Referring expression pointing data:
□ □ □ □ □ □ □
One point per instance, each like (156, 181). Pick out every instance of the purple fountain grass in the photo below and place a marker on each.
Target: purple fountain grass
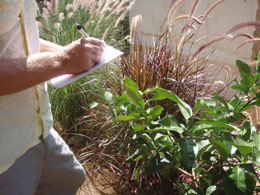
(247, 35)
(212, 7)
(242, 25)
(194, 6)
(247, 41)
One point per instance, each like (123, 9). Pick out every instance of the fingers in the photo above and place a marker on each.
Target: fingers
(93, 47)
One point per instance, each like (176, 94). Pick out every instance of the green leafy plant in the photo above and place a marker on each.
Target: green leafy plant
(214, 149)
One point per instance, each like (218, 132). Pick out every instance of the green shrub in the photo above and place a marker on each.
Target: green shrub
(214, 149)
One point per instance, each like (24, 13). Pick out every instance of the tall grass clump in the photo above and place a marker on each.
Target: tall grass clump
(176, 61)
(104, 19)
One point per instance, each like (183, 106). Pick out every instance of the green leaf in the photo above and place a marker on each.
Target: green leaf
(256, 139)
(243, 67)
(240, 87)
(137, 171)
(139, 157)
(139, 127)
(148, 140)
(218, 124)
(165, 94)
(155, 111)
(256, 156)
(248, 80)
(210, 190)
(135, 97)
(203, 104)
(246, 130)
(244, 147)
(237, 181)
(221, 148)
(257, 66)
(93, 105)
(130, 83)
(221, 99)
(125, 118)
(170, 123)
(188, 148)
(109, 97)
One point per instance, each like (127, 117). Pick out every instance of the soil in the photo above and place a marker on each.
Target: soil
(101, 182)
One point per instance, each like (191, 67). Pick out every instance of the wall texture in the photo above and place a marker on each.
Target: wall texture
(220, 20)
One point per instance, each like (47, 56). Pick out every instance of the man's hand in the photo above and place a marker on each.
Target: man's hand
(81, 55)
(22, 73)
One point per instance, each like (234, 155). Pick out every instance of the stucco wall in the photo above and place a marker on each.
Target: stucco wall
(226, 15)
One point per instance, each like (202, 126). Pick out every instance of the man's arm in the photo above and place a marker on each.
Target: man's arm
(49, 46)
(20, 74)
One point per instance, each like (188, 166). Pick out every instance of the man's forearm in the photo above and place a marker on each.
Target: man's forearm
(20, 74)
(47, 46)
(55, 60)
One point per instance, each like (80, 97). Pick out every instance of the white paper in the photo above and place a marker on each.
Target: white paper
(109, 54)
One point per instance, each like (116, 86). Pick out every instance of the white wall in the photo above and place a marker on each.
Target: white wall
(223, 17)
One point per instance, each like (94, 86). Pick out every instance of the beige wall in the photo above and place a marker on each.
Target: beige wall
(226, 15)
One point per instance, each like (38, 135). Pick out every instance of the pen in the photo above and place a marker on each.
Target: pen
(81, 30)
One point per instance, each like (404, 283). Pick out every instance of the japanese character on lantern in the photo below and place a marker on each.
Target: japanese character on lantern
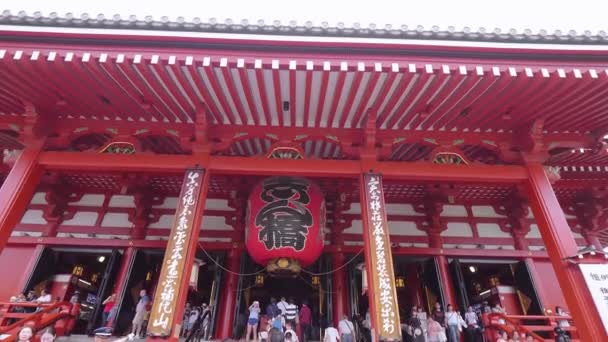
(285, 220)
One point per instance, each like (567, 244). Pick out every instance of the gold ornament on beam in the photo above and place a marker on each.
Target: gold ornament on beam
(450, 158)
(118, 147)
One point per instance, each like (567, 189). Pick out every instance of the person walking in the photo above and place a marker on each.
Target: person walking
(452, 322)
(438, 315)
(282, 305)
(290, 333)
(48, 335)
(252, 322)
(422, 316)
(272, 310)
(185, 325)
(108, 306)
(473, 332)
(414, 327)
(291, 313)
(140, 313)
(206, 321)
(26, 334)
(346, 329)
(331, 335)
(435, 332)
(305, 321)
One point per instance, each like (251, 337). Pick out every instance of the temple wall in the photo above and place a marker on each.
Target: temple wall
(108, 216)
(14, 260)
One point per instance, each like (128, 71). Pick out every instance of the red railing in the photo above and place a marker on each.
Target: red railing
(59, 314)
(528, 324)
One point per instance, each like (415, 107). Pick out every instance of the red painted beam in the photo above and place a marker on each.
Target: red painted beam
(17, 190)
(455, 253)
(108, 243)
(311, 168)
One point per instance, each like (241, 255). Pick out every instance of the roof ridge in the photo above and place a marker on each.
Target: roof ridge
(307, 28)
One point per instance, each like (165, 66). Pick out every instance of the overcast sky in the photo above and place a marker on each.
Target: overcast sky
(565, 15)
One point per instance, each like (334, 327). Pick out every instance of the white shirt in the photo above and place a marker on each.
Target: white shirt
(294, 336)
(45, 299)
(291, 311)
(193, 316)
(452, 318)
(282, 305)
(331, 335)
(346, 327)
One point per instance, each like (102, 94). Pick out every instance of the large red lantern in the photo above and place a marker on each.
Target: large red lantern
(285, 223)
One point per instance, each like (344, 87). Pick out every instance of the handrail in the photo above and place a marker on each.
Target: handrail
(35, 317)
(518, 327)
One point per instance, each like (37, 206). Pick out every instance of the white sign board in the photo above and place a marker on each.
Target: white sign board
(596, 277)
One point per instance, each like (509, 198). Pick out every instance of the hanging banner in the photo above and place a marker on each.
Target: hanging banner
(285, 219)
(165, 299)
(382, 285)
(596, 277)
□ □ □ □ □ □ □
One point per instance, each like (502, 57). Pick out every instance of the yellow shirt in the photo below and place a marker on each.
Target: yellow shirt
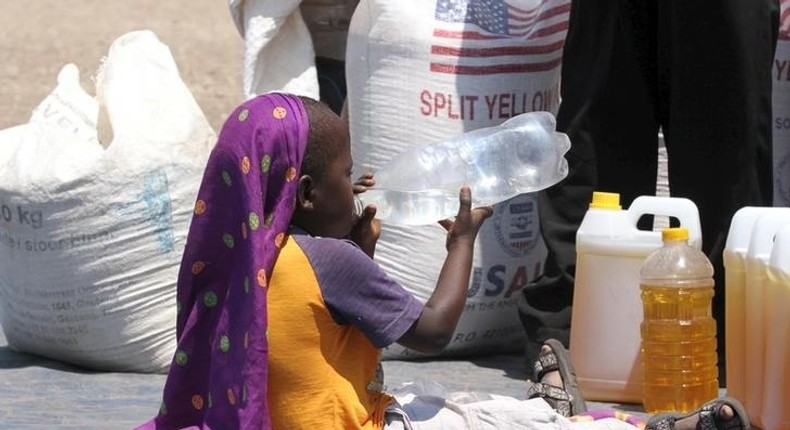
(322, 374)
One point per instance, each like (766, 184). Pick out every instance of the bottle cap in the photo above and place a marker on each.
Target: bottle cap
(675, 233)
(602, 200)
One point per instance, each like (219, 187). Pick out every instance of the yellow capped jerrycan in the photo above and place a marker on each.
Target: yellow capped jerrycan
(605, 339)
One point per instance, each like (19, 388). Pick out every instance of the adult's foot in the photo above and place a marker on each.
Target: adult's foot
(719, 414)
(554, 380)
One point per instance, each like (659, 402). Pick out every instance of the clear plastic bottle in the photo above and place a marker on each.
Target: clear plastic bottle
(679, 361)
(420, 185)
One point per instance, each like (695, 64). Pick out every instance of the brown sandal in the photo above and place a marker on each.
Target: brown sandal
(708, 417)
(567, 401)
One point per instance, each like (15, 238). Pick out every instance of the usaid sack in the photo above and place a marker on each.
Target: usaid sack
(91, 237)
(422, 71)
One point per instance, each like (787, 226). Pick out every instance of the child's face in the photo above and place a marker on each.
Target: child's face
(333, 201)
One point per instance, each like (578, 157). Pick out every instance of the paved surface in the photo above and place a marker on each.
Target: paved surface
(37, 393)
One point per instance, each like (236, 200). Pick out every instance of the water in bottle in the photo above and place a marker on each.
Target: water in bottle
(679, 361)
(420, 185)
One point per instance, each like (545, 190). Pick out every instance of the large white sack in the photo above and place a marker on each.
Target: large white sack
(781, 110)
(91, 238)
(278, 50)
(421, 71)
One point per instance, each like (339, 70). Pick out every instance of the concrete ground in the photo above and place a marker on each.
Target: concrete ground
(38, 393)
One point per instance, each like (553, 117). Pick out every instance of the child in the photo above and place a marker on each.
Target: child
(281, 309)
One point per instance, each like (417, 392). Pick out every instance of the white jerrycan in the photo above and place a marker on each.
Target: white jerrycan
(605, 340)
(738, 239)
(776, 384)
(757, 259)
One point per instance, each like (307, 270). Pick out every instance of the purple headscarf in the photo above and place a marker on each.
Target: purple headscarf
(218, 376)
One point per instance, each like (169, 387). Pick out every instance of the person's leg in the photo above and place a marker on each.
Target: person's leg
□ □ □ □ □ □ □
**Problem to solve**
Would you please reproduce the entries above, starting at the line with "One point per instance, each like (156, 181)." and stopping after the line with "One point per instance, each like (183, 106)."? Omit any pictures.

**Exercise solution**
One point per instance, each like (156, 181). Pick out every instance of the purple fountain grass in the photo below and place a marker on each.
Target: purple fountain grass
(247, 35)
(212, 7)
(242, 25)
(194, 6)
(247, 41)
One point per instance, each like (123, 9). Pick out every instance of the fingers in the photo above and place a marker on each.
Target: fingers
(93, 47)
One point per instance, each like (176, 94). Pick out every instance of the green leafy plant in the photo above and place a marker on each.
Target: green leafy plant
(214, 149)
One point per instance, each like (218, 132). Pick out every instance of the green shrub in the photo above and place a marker on each.
Target: green shrub
(214, 149)
One point per instance, each like (24, 13). Pick out every instance of the tall grass clump in the photo above and place a marker on each.
Target: tall grass clump
(176, 61)
(104, 19)
One point per instance, each like (183, 106). Pick out every instance of the green leaf in the photo above and place a marker on each.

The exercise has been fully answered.